▶ _EXCERPT_:
══════════

A major issue regarding cloud pixel recovery is the resolution mismatch between the input predictors and predicting target. The coarse resolution data normally have high temporal frequency thus temporal information can be important for information reconstruction, although temporal information is rare in the 30 m resolution data. The methods for reconstruction of 30 m resolution data can be divided into spatial based, temporal based and auxiliary sensor based depending on the information utilized.

2.2. Data Recovery Using Machine Learning Methods

Machine learning has been applied to recover numerous types of data in various fields of study and has been proven to produce reasonable relationships from small datasets while remaining relatively robust in the presence of noisy or missing input [31]. This is mainly the result of their capability to capture complex, nonlinear and dynamic relationships in function generalization and regression as well as classification of data. Specifically, evolutionary algorithms, including genetic programming, feed forward back propagation neural networks, support vector machines, and deep learning algorithms [12,31,32] are effective at recognizing subtle patterns and thus have been employed to characterize the complex relationships between the cloudy and cloud-free pixels in the historical time series over spatial and spectral domains [15]. However, clustered missing data such as seasonal storm clouds over multiyear time scales make the compilation of viable training and test data difficult. To combat this, ancillary predictor variables can aid in developing models to capture the variability of the data. Choosing and developing these ancillary variables for use in change detection analyses requires that they have compatible spatial and temporal scales. Therefore, most conventional methods have suffered from lower learning capacity which hampered their applicability in broader contexts.

══════════

▶ _DATA EXCERPTS_:

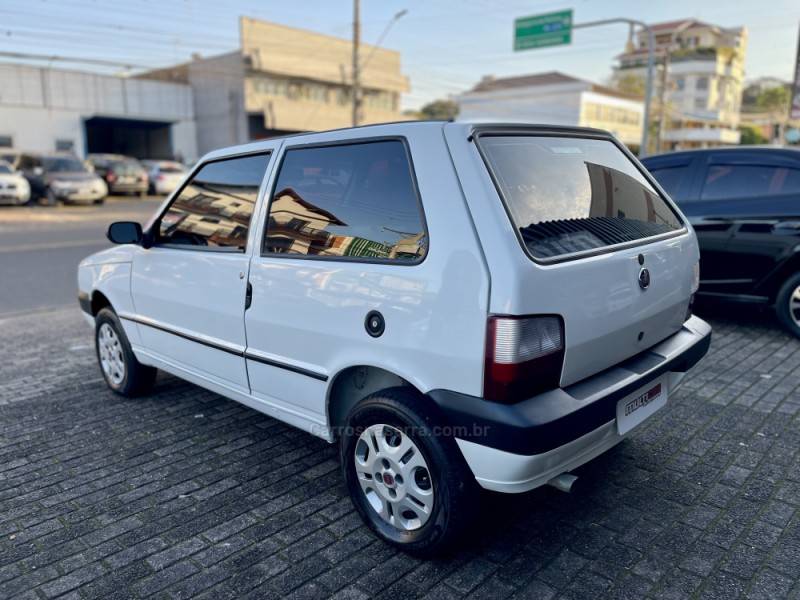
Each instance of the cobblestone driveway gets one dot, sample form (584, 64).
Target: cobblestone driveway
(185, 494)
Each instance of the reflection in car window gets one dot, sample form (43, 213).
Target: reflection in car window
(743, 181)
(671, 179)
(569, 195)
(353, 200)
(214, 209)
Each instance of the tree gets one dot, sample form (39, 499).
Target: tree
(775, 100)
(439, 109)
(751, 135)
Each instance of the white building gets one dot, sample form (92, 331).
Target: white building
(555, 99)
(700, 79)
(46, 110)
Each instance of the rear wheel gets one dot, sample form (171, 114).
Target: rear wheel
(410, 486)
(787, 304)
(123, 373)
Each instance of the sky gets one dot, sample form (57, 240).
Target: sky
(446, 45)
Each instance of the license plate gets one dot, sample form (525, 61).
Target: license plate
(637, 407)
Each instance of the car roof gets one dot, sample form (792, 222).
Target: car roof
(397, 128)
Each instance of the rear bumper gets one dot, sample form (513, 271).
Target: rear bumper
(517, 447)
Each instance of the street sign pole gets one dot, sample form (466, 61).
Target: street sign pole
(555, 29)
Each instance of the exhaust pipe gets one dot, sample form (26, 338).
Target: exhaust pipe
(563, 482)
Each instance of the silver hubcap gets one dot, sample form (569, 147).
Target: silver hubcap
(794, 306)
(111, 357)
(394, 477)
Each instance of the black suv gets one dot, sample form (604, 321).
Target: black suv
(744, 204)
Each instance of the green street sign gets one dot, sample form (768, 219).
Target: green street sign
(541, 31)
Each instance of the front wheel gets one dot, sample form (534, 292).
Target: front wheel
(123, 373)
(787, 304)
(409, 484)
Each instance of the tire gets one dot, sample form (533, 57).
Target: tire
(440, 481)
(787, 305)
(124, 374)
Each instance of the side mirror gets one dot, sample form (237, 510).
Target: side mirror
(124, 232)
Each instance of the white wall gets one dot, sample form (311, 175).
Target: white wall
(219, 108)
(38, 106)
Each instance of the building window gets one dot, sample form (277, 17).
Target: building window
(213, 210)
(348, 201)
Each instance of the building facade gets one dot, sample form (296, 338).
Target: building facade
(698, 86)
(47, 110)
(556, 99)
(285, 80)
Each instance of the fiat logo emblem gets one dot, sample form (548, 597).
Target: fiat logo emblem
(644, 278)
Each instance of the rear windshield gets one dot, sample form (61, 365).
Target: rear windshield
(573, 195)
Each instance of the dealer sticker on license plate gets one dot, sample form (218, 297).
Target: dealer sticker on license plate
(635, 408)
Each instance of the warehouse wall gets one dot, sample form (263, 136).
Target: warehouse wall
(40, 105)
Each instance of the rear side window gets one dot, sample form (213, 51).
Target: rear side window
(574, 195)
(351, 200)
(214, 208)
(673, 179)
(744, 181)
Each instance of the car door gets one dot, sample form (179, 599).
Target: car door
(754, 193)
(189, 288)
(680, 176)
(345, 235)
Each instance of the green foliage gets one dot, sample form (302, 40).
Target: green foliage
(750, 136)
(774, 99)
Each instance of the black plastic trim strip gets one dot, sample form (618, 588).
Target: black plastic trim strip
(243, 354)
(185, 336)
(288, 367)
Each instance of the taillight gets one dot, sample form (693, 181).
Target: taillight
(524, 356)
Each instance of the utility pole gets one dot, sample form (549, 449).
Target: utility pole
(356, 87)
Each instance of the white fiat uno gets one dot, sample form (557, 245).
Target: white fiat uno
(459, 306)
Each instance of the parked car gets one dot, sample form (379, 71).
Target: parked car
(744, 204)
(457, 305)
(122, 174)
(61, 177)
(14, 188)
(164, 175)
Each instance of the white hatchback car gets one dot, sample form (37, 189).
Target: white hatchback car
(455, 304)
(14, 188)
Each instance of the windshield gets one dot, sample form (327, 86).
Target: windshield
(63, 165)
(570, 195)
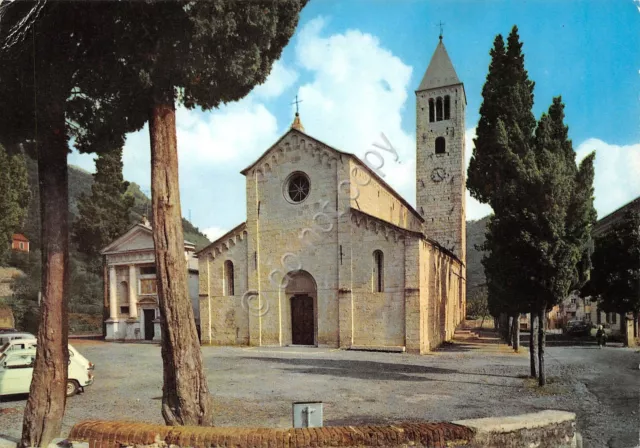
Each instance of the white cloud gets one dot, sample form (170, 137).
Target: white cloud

══════════

▶ _TASKS FOR THIS EXERCISE_:
1. Repeat the excerpt on cloud pixel recovery from "A major issue" to "the information utilized.".
2. Answer these questions from the excerpt on cloud pixel recovery:
(a) In data of what resolution is temporal information rare?
(b) Into which three groups can methods for reconstructing 30 m resolution data be divided?
(c) What example of clustered missing data is given?
The records have nothing to do with the excerpt on cloud pixel recovery.

▶ _LIST OF ANSWERS_:
1.
A major issue regarding cloud pixel recovery is the resolution mismatch between the input predictors and predicting target. The coarse resolution data normally have high temporal frequency thus temporal information can be important for information reconstruction, although temporal information is rare in the 30 m resolution data. The methods for reconstruction of 30 m resolution data can be divided into spatial based, temporal based and auxiliary sensor based depending on the information utilized.

2.
(a) 30 m resolution data
(b) Spatial based, temporal based and auxiliary sensor based
(c) Seasonal storm clouds over multiyear time scales